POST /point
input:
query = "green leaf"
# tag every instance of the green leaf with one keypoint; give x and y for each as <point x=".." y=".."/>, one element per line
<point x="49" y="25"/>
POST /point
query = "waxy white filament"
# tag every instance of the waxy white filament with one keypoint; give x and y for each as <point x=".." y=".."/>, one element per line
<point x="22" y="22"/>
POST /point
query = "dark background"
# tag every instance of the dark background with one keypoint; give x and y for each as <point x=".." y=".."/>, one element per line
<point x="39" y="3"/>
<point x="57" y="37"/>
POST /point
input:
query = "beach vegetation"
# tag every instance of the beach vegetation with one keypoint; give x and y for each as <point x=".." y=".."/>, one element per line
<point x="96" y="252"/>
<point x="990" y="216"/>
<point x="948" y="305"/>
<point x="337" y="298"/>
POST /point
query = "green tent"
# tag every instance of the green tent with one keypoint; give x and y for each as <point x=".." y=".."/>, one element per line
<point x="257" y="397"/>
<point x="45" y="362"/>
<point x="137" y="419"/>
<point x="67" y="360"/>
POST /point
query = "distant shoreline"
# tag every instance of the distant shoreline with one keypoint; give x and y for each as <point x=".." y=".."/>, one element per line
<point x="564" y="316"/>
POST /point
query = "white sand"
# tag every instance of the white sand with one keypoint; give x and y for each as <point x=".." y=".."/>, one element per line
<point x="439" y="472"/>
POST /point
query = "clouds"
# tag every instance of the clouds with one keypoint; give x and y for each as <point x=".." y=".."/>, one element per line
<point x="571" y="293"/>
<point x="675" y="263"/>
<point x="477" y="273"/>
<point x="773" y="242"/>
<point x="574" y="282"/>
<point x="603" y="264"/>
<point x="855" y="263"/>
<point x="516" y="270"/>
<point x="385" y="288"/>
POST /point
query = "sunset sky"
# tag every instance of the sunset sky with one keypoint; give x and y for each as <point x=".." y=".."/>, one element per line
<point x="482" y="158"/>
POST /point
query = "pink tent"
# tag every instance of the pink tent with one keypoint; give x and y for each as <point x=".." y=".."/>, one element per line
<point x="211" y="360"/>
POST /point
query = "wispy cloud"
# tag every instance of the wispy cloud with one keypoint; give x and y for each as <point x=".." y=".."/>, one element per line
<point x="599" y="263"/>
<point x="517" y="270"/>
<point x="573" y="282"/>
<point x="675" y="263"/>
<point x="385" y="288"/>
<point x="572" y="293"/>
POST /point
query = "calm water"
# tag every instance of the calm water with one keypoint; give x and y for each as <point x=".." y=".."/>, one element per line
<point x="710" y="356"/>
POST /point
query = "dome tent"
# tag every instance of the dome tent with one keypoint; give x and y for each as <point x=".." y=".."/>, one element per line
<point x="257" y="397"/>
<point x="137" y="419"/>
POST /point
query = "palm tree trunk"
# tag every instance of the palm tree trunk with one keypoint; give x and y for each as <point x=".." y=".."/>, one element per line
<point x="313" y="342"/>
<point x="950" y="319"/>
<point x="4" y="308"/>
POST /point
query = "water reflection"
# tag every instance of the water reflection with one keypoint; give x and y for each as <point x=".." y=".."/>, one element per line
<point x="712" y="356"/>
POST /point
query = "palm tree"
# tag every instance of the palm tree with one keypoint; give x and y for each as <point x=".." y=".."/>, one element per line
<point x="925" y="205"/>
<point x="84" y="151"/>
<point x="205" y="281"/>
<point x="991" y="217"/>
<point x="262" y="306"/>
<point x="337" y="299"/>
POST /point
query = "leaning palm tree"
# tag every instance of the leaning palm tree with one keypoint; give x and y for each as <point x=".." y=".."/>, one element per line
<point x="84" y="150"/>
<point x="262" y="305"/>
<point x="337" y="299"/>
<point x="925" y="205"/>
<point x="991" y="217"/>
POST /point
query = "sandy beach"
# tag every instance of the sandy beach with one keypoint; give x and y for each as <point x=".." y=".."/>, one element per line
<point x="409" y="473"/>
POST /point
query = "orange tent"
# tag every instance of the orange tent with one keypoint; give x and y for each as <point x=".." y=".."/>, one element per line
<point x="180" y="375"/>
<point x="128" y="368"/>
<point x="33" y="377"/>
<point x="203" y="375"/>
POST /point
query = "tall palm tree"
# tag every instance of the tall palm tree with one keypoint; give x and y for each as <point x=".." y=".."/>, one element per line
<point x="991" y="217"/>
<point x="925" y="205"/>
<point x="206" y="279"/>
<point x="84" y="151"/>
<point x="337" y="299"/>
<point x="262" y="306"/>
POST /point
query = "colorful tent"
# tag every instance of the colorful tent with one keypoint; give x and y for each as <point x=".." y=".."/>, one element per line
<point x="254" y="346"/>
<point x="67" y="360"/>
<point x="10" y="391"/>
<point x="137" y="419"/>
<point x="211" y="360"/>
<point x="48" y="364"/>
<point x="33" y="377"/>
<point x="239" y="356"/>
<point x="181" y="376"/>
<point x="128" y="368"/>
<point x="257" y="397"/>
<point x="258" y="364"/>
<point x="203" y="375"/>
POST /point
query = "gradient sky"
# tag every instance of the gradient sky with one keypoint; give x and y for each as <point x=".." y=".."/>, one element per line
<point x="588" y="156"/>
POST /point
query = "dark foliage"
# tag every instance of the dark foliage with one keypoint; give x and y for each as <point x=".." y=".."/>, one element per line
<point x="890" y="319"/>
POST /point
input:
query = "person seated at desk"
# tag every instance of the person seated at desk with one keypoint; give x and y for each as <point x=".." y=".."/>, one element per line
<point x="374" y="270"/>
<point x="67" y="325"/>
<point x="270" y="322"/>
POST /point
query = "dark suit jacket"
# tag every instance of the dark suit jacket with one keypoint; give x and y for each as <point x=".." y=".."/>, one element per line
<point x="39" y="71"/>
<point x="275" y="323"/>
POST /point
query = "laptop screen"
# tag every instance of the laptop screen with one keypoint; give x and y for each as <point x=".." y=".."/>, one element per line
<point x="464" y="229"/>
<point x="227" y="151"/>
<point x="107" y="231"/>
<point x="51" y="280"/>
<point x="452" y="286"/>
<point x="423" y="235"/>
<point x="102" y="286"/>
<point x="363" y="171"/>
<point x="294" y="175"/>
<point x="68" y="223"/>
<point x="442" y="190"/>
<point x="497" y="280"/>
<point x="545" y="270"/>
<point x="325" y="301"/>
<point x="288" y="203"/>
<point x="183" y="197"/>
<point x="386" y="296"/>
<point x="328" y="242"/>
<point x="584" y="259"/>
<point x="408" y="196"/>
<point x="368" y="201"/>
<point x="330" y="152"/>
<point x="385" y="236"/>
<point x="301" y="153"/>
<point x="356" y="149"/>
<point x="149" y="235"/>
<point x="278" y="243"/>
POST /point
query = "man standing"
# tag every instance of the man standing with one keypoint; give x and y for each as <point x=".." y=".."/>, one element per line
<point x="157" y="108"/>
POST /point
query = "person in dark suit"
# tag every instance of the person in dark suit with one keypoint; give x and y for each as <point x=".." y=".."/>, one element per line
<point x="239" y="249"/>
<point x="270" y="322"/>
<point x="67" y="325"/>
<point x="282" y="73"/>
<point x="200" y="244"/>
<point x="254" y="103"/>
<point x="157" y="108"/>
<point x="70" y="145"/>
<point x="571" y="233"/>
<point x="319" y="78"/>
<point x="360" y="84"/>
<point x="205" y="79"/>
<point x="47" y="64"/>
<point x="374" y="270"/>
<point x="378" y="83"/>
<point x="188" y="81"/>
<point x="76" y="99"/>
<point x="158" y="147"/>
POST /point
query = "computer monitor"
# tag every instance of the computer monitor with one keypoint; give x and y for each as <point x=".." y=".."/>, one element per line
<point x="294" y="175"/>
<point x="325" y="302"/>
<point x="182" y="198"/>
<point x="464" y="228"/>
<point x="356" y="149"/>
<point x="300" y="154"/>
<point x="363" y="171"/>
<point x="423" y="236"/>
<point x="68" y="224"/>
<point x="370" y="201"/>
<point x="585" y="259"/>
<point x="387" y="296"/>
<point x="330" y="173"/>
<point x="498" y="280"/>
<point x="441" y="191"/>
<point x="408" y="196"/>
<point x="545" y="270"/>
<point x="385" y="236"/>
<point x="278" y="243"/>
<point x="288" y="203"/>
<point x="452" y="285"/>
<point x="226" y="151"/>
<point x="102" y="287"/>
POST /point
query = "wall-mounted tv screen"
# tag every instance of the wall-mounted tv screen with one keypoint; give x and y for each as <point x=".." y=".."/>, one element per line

==============================

## Your assignment
Where a line in the entries holds "mounted", copy that line.

## Solution to this problem
query = "wall-mounted tv screen"
# tag every instance of the wall-mounted tv screen with one keypoint; give x and y for each as <point x=".." y=".."/>, one element per line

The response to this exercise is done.